Convert the lines below, from the first one through the line containing "(1049, 422)", into a JSON list of strings with one string per line and blank lines omitted.

___ Record set

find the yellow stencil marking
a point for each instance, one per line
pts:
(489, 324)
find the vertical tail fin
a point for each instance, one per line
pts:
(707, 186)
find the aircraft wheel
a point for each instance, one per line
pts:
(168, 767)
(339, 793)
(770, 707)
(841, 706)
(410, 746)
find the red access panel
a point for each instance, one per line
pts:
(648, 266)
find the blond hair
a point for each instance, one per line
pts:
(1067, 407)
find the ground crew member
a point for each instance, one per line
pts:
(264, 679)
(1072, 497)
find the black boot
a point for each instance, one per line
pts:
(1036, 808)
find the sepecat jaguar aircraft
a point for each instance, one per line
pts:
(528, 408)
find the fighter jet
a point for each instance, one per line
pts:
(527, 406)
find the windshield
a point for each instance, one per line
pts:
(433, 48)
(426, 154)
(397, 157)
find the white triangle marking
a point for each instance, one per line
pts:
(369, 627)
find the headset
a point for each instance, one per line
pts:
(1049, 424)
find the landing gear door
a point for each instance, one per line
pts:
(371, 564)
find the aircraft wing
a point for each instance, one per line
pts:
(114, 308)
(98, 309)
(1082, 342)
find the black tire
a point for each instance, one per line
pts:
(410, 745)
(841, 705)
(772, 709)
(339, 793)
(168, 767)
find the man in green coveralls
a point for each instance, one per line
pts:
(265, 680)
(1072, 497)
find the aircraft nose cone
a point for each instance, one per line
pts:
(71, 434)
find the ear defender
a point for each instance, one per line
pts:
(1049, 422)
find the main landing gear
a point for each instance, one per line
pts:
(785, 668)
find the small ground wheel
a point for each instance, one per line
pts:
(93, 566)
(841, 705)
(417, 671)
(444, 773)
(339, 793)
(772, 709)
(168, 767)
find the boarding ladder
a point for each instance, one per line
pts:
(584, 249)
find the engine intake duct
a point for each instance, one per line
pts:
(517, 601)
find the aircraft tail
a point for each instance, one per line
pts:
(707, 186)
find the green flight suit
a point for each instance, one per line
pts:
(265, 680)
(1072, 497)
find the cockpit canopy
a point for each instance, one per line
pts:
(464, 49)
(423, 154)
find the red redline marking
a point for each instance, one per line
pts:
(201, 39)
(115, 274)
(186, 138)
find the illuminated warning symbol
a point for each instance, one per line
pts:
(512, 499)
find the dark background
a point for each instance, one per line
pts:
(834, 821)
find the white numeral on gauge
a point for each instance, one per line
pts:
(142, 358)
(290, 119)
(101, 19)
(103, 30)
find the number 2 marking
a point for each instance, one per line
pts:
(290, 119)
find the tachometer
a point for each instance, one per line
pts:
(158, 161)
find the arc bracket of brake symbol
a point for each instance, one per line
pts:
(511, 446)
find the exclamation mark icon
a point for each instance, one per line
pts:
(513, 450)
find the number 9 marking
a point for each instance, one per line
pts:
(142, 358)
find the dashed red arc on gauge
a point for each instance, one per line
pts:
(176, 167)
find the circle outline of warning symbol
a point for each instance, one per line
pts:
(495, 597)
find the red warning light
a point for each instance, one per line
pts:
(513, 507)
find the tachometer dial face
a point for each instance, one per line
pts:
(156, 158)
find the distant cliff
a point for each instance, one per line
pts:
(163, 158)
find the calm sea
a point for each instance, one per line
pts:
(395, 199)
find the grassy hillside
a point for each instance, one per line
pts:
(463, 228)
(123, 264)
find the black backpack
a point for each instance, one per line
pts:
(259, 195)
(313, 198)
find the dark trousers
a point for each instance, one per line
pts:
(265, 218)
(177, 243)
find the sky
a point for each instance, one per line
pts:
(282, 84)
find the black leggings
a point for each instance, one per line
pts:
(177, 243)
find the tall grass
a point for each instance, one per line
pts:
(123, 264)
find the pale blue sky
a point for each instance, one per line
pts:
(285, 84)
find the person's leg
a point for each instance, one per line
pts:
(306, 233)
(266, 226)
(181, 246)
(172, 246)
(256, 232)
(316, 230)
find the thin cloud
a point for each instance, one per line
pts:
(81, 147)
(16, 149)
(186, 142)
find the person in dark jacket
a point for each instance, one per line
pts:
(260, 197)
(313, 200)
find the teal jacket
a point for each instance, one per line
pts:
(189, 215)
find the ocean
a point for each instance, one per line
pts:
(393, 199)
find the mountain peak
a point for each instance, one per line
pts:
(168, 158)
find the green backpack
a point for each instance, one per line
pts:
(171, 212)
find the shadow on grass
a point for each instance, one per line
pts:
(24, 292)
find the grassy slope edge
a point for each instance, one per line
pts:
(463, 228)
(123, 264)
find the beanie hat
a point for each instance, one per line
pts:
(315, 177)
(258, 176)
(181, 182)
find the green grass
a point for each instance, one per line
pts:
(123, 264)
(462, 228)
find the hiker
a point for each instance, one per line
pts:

______

■ **Written solution**:
[
  "find the yellow stencil marking",
  "a point for each instance, one per line",
  "pts:",
  "(489, 324)",
  "find the vertical tail fin",
  "a point for each instance, one per line",
  "pts:",
  "(707, 186)",
  "find the aircraft wheel",
  "a point for each instance, one per line",
  "pts:",
  "(168, 767)",
  "(339, 793)",
  "(770, 707)",
  "(841, 706)",
  "(410, 746)",
  "find the red access panel",
  "a point for each instance, one per line",
  "pts:",
  "(648, 266)",
  "find the blond hair",
  "a point for each instance, one per line",
  "pts:",
  "(1067, 407)",
  "find the ground crew member",
  "a point for each instance, one per line",
  "pts:",
  "(264, 679)",
  "(1072, 497)",
  "find the black boot",
  "a point for each instance, one per line",
  "pts:",
  "(1036, 808)",
  "find the sepecat jaguar aircraft",
  "a point for each instance, one per line",
  "pts:",
  "(528, 408)",
  "find the fighter jet",
  "a point for each instance, one per line",
  "pts:",
  "(527, 406)",
  "find the windshield",
  "a point for each instance, one per line",
  "pts:",
  "(433, 48)",
  "(426, 154)",
  "(397, 157)",
  "find the white triangle marking",
  "a point for each instance, one per line",
  "pts:",
  "(369, 627)",
  "find the headset",
  "a point for each instance, one per line",
  "pts:",
  "(1049, 424)",
  "find the landing gear door",
  "a point for each instance, one per line",
  "pts:",
  "(371, 564)",
  "find the aircraft wing",
  "a point for each instance, one per line",
  "pts:",
  "(114, 308)",
  "(98, 309)",
  "(1082, 342)",
  "find the black tire",
  "a point for each instance, one per line",
  "pts:",
  "(410, 745)",
  "(841, 705)",
  "(772, 709)",
  "(339, 793)",
  "(168, 767)",
  "find the man in green coveralls",
  "a point for each instance, one per line",
  "pts:",
  "(265, 680)",
  "(1072, 497)",
  "find the aircraft nose cone",
  "a point for each instance, one per line",
  "pts:",
  "(71, 434)",
  "find the ear defender",
  "a point for each instance, one per line",
  "pts:",
  "(1049, 422)"
]